Rows taken from a dataset:
=====

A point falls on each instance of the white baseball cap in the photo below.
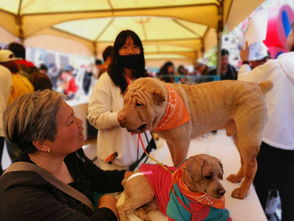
(257, 51)
(6, 55)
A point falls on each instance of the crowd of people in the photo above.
(41, 129)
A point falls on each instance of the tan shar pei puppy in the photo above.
(180, 112)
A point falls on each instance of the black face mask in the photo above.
(129, 61)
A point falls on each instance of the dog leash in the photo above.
(152, 158)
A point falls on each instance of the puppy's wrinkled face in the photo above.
(202, 173)
(143, 104)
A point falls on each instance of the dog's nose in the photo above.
(220, 192)
(121, 117)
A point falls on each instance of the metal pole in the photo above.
(220, 27)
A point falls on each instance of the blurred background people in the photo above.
(53, 74)
(20, 86)
(167, 72)
(100, 69)
(106, 54)
(116, 147)
(67, 82)
(5, 90)
(227, 71)
(26, 68)
(276, 157)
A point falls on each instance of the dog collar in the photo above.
(176, 112)
(200, 197)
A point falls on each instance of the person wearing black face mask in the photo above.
(116, 147)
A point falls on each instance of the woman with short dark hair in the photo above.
(116, 147)
(50, 137)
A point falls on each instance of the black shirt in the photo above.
(25, 195)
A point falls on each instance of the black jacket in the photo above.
(25, 195)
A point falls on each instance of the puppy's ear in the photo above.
(193, 170)
(221, 166)
(158, 97)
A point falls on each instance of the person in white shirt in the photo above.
(116, 147)
(276, 156)
(5, 91)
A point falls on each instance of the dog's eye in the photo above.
(208, 177)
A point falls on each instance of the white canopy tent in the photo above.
(178, 28)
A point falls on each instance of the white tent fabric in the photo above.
(184, 28)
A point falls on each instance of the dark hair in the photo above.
(107, 52)
(164, 67)
(98, 61)
(115, 70)
(163, 73)
(32, 117)
(18, 50)
(224, 52)
(43, 67)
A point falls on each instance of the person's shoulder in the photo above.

=====

WRITTEN EXERCISE:
Turn the lines from the one containing "A point falls on each instance of the dog's eye" through the last line of the items into a numbered list, skipping any blank lines.

SOLUTION TO THIS EXERCISE:
1. A point falls on each instance of the dog's eye in the photo above.
2. (208, 177)
3. A point falls on each instance of the white canopy tent in the photo above.
4. (178, 28)
5. A point falls on each instance of the white tent fabric in the photo above.
6. (184, 28)
7. A point falls on each instance of the dark hair in the photo above.
8. (107, 52)
9. (164, 67)
10. (98, 61)
11. (115, 70)
12. (163, 73)
13. (32, 117)
14. (18, 50)
15. (224, 52)
16. (43, 67)
17. A point falls on each instance of the person's shoulder in the photo above.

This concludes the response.